--- Objective ---
Extract the final stretch of the data: the line that contains "task: segment the leafy tree canopy" and every line after it, unaltered, and no other lines.

[Labeled area outline entries]
----------
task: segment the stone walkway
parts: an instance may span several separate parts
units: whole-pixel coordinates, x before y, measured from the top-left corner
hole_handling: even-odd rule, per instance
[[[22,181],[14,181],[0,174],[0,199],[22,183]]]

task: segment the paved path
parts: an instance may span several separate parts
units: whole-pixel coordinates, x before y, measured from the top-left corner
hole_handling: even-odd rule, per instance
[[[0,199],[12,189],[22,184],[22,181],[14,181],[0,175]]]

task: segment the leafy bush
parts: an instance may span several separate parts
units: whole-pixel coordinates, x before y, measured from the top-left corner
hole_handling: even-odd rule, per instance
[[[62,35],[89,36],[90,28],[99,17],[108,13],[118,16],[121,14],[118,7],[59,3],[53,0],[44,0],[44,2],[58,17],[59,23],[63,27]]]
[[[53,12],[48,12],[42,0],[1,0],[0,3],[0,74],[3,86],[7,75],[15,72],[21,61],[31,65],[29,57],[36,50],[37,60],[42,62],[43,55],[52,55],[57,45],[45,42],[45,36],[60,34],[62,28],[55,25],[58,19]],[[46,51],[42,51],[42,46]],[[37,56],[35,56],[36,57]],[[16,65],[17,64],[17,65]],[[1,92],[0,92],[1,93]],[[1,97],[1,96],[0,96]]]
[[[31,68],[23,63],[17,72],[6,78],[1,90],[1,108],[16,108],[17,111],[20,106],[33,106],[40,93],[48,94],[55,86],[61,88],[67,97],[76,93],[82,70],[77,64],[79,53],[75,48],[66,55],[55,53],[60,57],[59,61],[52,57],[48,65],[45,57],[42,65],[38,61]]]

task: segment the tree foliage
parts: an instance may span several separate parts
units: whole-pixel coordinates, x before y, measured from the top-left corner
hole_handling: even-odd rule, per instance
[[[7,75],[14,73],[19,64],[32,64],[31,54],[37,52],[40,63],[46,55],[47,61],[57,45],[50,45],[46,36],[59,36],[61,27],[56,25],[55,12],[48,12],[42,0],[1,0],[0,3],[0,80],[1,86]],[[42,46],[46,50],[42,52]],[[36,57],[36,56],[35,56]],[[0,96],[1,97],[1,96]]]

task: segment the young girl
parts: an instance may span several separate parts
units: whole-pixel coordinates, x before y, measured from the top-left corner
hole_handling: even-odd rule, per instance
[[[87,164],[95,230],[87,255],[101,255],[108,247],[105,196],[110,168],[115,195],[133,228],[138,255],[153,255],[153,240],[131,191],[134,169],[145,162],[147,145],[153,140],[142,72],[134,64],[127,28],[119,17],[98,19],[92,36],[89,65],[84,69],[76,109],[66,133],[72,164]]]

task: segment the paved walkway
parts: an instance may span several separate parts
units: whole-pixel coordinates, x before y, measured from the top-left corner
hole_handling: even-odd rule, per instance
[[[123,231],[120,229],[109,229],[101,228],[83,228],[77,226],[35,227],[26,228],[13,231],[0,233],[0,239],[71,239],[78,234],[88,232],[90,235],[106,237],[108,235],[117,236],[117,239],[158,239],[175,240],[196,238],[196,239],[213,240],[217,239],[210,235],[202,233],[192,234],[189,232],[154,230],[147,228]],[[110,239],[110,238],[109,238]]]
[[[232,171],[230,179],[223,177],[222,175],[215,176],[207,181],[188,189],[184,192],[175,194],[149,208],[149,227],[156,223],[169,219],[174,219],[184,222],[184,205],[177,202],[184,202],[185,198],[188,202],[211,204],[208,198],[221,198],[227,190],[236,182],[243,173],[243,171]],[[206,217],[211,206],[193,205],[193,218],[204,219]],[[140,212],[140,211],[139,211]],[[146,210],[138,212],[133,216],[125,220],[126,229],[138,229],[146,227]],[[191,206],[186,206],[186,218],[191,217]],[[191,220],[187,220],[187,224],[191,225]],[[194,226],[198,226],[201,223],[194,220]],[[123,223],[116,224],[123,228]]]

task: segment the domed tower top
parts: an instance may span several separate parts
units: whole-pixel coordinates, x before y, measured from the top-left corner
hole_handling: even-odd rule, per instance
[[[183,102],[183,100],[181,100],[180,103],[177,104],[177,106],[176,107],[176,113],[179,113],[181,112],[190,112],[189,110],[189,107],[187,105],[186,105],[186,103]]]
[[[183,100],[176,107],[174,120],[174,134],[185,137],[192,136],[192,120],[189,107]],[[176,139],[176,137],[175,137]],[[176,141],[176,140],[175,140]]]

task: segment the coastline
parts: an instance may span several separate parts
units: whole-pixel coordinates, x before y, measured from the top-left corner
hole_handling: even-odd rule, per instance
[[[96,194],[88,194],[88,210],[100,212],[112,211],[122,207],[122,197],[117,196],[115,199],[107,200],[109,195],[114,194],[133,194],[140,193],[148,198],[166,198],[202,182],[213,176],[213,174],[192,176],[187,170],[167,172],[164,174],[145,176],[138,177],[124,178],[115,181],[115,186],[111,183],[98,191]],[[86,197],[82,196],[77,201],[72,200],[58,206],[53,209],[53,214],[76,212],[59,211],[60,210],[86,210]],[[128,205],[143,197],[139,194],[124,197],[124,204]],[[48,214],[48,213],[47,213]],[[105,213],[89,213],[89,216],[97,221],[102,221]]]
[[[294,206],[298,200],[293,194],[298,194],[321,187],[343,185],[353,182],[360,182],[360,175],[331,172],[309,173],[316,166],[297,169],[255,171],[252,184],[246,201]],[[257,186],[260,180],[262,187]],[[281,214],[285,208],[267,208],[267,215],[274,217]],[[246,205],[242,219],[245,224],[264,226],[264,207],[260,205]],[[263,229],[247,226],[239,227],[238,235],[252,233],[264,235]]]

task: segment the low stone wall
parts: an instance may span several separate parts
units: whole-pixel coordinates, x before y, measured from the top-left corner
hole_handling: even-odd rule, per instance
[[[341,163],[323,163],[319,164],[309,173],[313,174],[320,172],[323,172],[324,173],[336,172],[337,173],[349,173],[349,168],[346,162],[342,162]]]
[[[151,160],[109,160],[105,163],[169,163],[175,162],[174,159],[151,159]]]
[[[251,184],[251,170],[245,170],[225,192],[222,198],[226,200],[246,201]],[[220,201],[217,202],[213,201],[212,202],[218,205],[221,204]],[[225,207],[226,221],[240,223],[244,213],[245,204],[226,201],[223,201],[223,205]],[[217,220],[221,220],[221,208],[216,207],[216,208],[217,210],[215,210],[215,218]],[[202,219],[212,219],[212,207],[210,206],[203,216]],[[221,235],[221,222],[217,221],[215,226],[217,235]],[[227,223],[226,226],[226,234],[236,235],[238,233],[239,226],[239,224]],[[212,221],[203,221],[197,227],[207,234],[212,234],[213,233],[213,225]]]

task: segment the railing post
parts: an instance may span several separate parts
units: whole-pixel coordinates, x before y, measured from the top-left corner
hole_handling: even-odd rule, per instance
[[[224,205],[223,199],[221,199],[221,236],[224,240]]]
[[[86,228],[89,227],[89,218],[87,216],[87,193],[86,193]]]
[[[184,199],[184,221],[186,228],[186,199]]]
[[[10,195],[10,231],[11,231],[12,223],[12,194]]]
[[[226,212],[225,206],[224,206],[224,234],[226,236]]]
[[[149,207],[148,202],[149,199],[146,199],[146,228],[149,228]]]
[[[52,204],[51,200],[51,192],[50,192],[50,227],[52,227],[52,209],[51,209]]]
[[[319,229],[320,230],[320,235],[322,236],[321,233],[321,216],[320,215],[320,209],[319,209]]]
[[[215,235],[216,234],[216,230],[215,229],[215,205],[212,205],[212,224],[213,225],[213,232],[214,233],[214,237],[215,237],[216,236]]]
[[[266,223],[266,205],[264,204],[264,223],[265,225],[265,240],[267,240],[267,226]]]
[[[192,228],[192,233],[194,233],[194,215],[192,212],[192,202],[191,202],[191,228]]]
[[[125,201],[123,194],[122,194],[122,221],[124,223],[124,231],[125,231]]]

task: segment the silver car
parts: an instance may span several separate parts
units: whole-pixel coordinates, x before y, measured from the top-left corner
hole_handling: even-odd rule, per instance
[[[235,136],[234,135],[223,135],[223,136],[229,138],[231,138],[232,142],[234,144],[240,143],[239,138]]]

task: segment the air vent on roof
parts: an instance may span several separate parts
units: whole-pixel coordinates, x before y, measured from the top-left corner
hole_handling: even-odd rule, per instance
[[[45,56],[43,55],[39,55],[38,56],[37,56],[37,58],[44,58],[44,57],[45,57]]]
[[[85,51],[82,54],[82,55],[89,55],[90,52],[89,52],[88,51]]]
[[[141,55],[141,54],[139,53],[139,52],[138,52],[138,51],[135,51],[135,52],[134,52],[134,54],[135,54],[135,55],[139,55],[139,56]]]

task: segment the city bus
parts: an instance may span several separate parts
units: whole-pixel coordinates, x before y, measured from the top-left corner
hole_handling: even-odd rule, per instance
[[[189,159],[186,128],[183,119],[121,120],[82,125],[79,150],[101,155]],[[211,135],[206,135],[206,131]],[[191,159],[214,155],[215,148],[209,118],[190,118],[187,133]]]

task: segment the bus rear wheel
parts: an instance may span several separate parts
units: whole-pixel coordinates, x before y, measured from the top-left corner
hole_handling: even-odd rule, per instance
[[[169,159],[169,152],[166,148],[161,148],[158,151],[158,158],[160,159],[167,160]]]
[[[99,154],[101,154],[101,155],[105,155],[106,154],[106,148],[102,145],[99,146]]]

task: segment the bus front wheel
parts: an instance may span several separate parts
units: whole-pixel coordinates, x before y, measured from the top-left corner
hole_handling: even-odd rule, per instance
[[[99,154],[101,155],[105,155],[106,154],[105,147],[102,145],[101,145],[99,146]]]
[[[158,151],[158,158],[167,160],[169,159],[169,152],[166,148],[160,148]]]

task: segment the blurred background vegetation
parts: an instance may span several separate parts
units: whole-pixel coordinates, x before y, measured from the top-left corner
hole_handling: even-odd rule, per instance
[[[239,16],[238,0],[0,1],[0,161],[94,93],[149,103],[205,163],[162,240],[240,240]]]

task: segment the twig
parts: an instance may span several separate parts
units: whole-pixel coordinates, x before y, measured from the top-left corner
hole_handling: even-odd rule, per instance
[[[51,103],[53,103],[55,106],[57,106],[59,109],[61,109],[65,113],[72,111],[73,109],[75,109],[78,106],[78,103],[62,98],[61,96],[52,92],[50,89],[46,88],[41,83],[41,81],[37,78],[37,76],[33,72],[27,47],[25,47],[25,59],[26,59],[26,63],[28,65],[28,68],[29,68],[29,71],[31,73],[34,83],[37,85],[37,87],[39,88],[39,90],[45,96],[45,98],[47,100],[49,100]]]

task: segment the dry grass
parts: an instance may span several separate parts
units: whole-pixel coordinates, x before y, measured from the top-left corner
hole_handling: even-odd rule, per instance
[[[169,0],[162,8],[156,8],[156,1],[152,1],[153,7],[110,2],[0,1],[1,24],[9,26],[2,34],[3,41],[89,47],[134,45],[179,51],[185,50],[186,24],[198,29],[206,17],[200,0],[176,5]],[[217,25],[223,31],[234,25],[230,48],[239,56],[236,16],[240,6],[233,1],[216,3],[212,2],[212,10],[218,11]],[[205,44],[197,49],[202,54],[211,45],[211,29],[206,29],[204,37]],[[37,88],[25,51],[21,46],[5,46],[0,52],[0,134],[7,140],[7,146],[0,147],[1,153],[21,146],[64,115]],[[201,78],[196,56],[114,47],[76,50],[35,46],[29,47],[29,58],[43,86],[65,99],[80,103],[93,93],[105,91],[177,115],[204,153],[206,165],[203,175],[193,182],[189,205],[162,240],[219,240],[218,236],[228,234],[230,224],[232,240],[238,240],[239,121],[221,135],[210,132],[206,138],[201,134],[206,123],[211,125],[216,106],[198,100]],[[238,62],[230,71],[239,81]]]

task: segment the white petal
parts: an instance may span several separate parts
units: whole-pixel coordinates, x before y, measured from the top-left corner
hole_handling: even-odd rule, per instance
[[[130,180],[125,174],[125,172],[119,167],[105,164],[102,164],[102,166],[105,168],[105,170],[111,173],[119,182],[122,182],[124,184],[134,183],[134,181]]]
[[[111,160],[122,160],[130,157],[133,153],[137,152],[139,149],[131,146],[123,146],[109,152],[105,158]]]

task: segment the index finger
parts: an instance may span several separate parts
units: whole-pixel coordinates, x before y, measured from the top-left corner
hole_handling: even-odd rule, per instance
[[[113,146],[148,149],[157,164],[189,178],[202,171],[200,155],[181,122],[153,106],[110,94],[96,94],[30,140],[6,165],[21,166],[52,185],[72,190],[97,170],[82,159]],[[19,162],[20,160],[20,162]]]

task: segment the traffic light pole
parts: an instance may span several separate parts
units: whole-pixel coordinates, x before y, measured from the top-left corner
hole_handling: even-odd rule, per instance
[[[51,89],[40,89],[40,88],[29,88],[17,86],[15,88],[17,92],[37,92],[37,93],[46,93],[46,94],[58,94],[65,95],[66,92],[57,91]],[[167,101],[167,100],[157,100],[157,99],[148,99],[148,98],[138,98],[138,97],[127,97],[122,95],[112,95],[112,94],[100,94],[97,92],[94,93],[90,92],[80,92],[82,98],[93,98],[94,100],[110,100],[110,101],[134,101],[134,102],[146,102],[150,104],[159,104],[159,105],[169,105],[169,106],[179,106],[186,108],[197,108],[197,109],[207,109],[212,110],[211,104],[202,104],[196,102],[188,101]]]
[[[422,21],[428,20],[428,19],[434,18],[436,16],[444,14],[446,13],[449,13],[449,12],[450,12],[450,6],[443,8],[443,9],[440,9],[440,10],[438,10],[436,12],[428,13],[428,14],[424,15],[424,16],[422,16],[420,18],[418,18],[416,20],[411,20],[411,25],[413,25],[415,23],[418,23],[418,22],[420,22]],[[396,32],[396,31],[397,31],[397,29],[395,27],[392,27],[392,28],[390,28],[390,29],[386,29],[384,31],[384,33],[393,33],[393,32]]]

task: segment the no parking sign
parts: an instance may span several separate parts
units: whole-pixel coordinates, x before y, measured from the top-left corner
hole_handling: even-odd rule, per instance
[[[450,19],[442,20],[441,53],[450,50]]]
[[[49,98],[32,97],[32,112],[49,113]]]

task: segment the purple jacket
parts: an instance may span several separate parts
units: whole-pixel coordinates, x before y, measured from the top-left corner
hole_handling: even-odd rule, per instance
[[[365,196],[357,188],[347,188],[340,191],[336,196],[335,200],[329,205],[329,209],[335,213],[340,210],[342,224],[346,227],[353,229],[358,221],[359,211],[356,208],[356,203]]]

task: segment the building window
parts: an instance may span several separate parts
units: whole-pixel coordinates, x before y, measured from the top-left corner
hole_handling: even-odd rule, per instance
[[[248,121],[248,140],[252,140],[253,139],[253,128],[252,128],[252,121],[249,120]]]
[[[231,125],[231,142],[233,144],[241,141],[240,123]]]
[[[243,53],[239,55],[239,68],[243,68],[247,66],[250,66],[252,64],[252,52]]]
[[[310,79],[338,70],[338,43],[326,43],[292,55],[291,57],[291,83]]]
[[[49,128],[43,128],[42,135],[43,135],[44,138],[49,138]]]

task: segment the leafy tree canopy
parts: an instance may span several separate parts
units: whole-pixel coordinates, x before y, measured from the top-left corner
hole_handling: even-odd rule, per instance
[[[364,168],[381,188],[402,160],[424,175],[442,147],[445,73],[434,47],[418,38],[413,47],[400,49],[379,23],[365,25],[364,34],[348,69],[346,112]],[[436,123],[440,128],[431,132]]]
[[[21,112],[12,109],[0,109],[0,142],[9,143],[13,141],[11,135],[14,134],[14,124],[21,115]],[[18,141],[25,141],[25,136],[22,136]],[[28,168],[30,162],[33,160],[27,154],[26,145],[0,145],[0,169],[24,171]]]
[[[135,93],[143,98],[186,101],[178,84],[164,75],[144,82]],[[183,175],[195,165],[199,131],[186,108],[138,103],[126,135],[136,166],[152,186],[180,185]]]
----------
--- Result for this task ---
task: segment the leafy tree canopy
parts: an instance may span several separate parts
units: whole-pixel coordinates, x before y, measured from the top-left corner
hole_handling: even-odd rule, per instance
[[[364,168],[381,188],[402,160],[424,175],[442,147],[445,73],[434,47],[418,38],[413,47],[400,49],[379,23],[365,25],[364,34],[348,69],[346,112]],[[436,123],[440,128],[431,132]]]
[[[21,112],[12,109],[0,109],[0,142],[9,143],[13,141],[11,135],[14,134],[14,124],[21,115]],[[18,141],[25,141],[25,136],[22,136]],[[28,168],[30,162],[33,160],[27,154],[26,145],[0,145],[0,169],[24,171]]]
[[[135,93],[143,98],[186,101],[178,84],[164,75],[144,82]],[[183,175],[195,165],[199,131],[186,108],[138,103],[126,135],[136,166],[152,186],[180,185]]]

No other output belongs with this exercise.